→ TEXT PASSAGE
◇ ◇ ◇ ◇
Phase three was going to the koei kamp (cow camp), behind the 1 SSB bungalows and before a shooting range wall (where we shot with a point 22 rifle mounted on the noddy cars 90 mm gun for budget reasons at a target at the wall).

Each of us had to bring along a fire bucket, and a tyre, fun and games were about to begin. the firebuckets were aranged in a circle like the courts of a baseball game. Home run was a water tap. So the fire buckets were filled up to the brim with water. And the whistle blew, and we had to start running with the tyre, all in a circle, from firebucket to firebucket. When the whistle blew again, each of us had to stand next to a firebucket, and had to empty (drink) it halfway. Then the whistle blew again and we had to run, and roll, and run, and roll. Whistle blew, empty the remainder and fill 'er up again to the top, and away you go on the merry-go-round. Run-puke-drink, run-puke-drink, the same refrain went on and on for about an hour and a half. And then we were dismissed. End of story.
◇ ◇ ◇ ◇
→ RAW DATA
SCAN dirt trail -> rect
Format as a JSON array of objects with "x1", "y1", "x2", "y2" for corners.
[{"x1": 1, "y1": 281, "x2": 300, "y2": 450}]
◇ ◇ ◇ ◇
Write out the cow camp passage from "Phase three was" to "at the wall)." again, switching "rifle" to "carbine".

→ ANSWER FOR THIS EXERCISE
Phase three was going to the koei kamp (cow camp), behind the 1 SSB bungalows and before a shooting range wall (where we shot with a point 22 carbine mounted on the noddy cars 90 mm gun for budget reasons at a target at the wall).